**Instruction:**
Copy the material below verbatim, keeping every line and character unchanged.

**Working data:**
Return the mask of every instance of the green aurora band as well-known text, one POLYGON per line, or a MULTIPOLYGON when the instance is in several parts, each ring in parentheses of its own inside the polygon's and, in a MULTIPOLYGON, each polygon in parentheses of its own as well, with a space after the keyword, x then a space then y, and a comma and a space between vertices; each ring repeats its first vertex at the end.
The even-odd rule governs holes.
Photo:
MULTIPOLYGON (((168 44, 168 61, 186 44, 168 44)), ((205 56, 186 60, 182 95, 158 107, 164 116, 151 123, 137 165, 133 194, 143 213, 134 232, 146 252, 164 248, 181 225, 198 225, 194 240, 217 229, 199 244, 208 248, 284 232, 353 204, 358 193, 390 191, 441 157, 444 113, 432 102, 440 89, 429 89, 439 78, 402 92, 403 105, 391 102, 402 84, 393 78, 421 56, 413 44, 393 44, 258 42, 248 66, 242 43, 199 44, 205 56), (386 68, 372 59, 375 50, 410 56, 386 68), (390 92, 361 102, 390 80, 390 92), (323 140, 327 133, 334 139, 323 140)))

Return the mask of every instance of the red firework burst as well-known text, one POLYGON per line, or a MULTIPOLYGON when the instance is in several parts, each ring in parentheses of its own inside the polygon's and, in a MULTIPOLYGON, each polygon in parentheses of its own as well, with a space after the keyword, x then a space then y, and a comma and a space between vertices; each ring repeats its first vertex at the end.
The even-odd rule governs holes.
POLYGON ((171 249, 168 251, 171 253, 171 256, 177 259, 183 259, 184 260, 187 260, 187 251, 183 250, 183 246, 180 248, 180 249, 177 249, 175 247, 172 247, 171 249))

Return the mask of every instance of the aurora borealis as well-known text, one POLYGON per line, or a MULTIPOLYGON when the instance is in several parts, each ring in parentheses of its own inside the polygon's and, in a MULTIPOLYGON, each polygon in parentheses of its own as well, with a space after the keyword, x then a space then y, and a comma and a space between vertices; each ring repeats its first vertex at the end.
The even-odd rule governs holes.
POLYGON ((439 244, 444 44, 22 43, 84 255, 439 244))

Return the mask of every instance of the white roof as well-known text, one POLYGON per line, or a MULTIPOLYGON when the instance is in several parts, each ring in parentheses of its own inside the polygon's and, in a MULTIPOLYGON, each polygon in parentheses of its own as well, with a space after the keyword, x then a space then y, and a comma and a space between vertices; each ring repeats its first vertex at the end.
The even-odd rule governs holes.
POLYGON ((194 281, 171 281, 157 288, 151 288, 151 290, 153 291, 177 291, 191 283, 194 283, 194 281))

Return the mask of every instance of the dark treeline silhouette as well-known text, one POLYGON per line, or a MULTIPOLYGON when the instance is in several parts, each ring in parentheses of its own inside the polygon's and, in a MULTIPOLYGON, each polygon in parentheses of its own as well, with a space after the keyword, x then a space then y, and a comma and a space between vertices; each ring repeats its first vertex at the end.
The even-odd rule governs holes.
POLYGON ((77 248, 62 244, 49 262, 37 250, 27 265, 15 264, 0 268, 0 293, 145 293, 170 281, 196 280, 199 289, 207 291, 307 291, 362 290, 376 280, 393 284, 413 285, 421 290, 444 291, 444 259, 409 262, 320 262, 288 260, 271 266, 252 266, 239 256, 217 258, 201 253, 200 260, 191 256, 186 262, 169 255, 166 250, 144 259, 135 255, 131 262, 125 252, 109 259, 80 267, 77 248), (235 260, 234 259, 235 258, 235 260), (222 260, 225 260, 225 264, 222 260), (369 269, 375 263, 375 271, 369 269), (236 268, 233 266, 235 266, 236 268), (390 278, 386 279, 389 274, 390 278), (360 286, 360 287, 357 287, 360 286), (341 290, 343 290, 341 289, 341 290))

**Result of the exercise:**
Return the mask of every instance of the green aurora band as well-known text, one POLYGON per line, or a MULTIPOLYGON when the instance is in several parts, each ring in parentheses of its own inside the polygon's and, in a MULTIPOLYGON, each polygon in parentheses of its own as well, with a space after the keyword, x then a space then y, and a comma and a space between vertices; each ring repeats its first vertex at the end.
The even-odd rule governs holes.
Photo:
MULTIPOLYGON (((168 44, 168 61, 186 44, 168 44)), ((205 56, 186 60, 182 95, 158 107, 164 116, 151 123, 137 165, 133 194, 143 213, 134 232, 146 252, 164 248, 181 225, 198 225, 194 240, 217 229, 199 244, 208 248, 284 232, 353 204, 358 193, 390 191, 441 157, 444 113, 432 102, 440 89, 429 89, 439 78, 402 92, 403 105, 391 102, 402 84, 393 78, 421 56, 413 44, 393 44, 258 42, 248 66, 242 43, 199 44, 205 56), (386 68, 372 59, 375 50, 410 56, 386 68), (390 92, 361 102, 390 80, 390 92), (323 140, 327 133, 334 139, 323 140)))

Return the mask of every instance of the red firework burst as well-known text, one POLYGON per line, or a MULTIPOLYGON when the instance is in several parts, each ring in parentheses of its own inside the polygon's and, in a MULTIPOLYGON, each polygon in parentheses of its own as well, with a space after the keyword, x then a space then y, and a comma and a space between vertices; each ring repeats its first vertex at the end.
The even-odd rule governs holes.
POLYGON ((171 249, 168 251, 171 253, 171 256, 177 259, 183 259, 184 260, 187 260, 187 251, 183 250, 183 246, 180 248, 180 249, 177 249, 175 247, 172 247, 171 249))

Return the mask of every instance of the aurora borealis as well-known text, one POLYGON per line, or a MULTIPOLYGON when the instance is in several parts, each ring in parentheses of its own inside the polygon's and, in a MULTIPOLYGON, each polygon in parentheses of its own as well, with a space after the keyword, x then a space then y, and a comma and a space between vertices; each ring repeats its first vertex at the end.
The even-odd rule governs holes.
POLYGON ((439 244, 444 44, 22 43, 84 255, 439 244))

Return the mask of every instance of the white roof as well-known text, one POLYGON per line, or a MULTIPOLYGON when the instance is in several parts, each ring in parentheses of its own inside the polygon's and, in a MULTIPOLYGON, each polygon in parentheses of its own as well, with a space after the keyword, x then a space then y, and a comma and a space between vertices; each ring repeats its first vertex at the end.
The even-odd rule governs holes.
POLYGON ((194 281, 171 281, 157 288, 151 288, 151 290, 153 291, 177 291, 191 283, 194 283, 194 281))

Return the mask of every instance of the dark treeline silhouette as well-known text, one POLYGON per line, or a MULTIPOLYGON when the instance is in several parts, each ring in parentheses of its own inside the polygon's and, in a MULTIPOLYGON, each polygon in parentheses of its own as well, with a space after the keyword, x then a space then y, and a comma and a space between vertices; each ring repeats its first vertex at the end.
The even-odd rule governs holes.
POLYGON ((77 248, 62 244, 49 262, 37 250, 27 265, 15 264, 0 268, 0 293, 145 293, 170 281, 196 280, 199 289, 207 291, 307 291, 362 290, 376 280, 393 284, 413 285, 421 290, 444 291, 444 259, 409 262, 320 262, 288 260, 271 266, 252 266, 239 256, 217 258, 201 253, 200 260, 191 256, 186 262, 169 255, 166 250, 144 259, 135 255, 131 262, 125 252, 109 259, 80 267, 77 248), (235 260, 234 259, 235 258, 235 260), (222 260, 225 260, 225 264, 222 260), (369 269, 375 263, 375 271, 369 269), (236 268, 233 266, 235 266, 236 268), (390 278, 386 279, 389 274, 390 278), (360 286, 360 287, 357 287, 360 286), (341 290, 343 290, 341 289, 341 290))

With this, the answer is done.